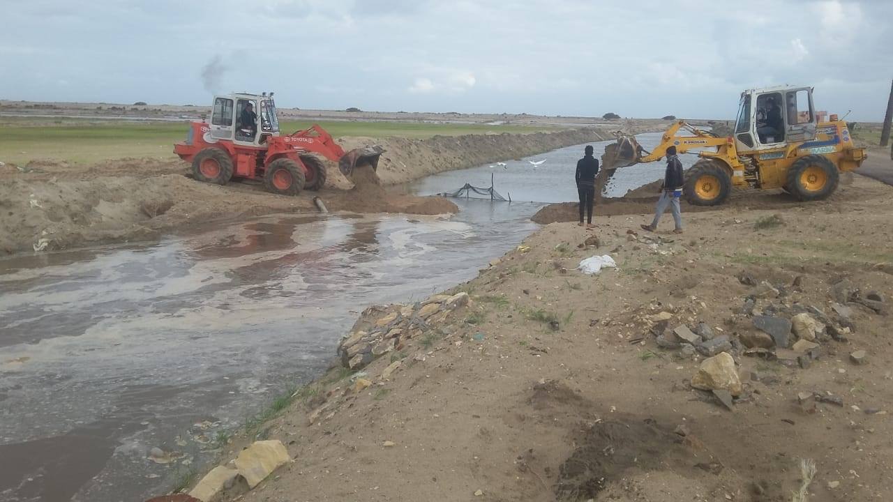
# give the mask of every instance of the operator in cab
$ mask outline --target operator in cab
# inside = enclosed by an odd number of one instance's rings
[[[257,113],[255,113],[255,107],[251,103],[245,105],[236,127],[242,131],[250,131],[250,134],[246,133],[243,136],[249,136],[249,141],[254,140],[257,134]]]

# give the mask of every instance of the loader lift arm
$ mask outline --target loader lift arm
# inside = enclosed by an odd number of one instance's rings
[[[384,153],[384,149],[378,146],[356,148],[345,153],[331,135],[316,124],[287,136],[286,141],[300,151],[320,154],[330,161],[338,163],[341,173],[348,178],[354,168],[358,165],[369,164],[377,171],[379,157]]]
[[[691,136],[680,136],[680,130],[688,131]],[[621,136],[616,146],[605,149],[605,158],[603,163],[607,169],[616,169],[640,163],[658,161],[667,155],[667,148],[676,146],[677,154],[685,154],[689,150],[701,148],[715,148],[715,152],[700,152],[703,157],[722,155],[726,158],[736,158],[735,144],[731,138],[717,137],[708,131],[678,121],[663,133],[661,142],[651,152],[636,141],[632,136]],[[731,166],[736,167],[736,166]]]

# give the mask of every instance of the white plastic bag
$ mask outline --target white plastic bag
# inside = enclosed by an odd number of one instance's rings
[[[617,264],[614,263],[613,258],[611,256],[602,255],[601,256],[592,256],[580,262],[580,266],[577,268],[583,273],[593,274],[598,273],[604,267],[617,268]]]

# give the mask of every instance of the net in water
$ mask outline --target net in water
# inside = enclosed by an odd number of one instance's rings
[[[490,200],[511,202],[511,198],[502,197],[499,195],[499,192],[493,189],[493,187],[481,188],[480,187],[472,187],[470,183],[465,183],[465,186],[458,190],[443,192],[438,195],[447,197],[488,198]]]

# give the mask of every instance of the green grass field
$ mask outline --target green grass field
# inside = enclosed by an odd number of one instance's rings
[[[40,119],[4,118],[0,123],[0,162],[25,164],[35,159],[90,163],[123,157],[172,157],[173,144],[182,141],[187,122],[96,122],[71,120],[47,123]],[[318,123],[335,138],[430,138],[487,132],[530,133],[555,128],[522,125],[444,124],[390,121],[283,121],[283,132],[294,132]]]

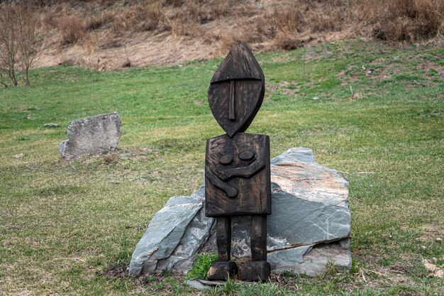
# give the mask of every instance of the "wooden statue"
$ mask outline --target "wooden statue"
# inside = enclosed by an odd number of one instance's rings
[[[217,69],[208,92],[213,115],[227,133],[207,140],[205,215],[216,219],[218,261],[209,280],[239,273],[243,280],[269,278],[267,215],[271,214],[270,138],[245,133],[264,99],[265,77],[251,50],[243,43],[231,49]],[[249,215],[252,261],[238,270],[231,261],[231,216]]]

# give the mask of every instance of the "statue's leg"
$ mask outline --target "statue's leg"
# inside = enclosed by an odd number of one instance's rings
[[[271,266],[267,262],[267,215],[252,215],[251,219],[251,259],[240,269],[243,280],[266,280]]]
[[[238,273],[238,265],[230,261],[231,257],[231,218],[221,216],[216,219],[216,242],[218,259],[213,262],[206,277],[210,280],[226,280]]]
[[[231,218],[216,219],[216,242],[221,261],[229,261],[231,257]]]
[[[253,215],[251,219],[251,260],[267,261],[267,215]]]

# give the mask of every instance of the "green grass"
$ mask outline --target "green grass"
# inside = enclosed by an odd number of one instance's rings
[[[444,264],[443,57],[361,41],[258,55],[267,91],[248,131],[270,136],[272,156],[308,147],[348,179],[353,269],[205,293],[444,295],[421,263]],[[205,140],[223,133],[206,102],[220,61],[62,65],[0,89],[0,295],[195,293],[168,273],[125,274],[155,212],[201,182]],[[60,160],[69,121],[113,111],[117,151]]]

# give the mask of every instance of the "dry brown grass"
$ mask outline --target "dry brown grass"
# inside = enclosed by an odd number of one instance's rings
[[[66,45],[80,40],[86,34],[85,24],[77,16],[65,16],[57,20],[60,44]]]
[[[88,53],[145,42],[140,33],[159,36],[160,43],[177,37],[194,40],[189,44],[221,56],[239,40],[260,50],[357,37],[413,43],[439,38],[444,28],[444,0],[41,2],[43,30],[52,32],[48,38]]]
[[[414,42],[443,30],[443,0],[372,0],[359,9],[362,20],[379,39]]]

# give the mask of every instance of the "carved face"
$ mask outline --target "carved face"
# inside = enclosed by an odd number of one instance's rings
[[[213,76],[208,100],[213,115],[230,138],[245,131],[260,108],[264,74],[244,43],[235,46]]]

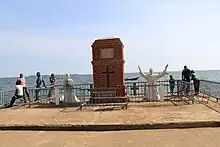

- STATED GOAL:
Locate every line in the records above that contains the string "statue", and copy each of those lines.

- RIGHT ANSWER:
# give the mask of every instance of the "wooden statue"
$ mask outline --target "wooden statue"
# give the mask of every instance of the "statue's leg"
$ mask outline --target "statue's leg"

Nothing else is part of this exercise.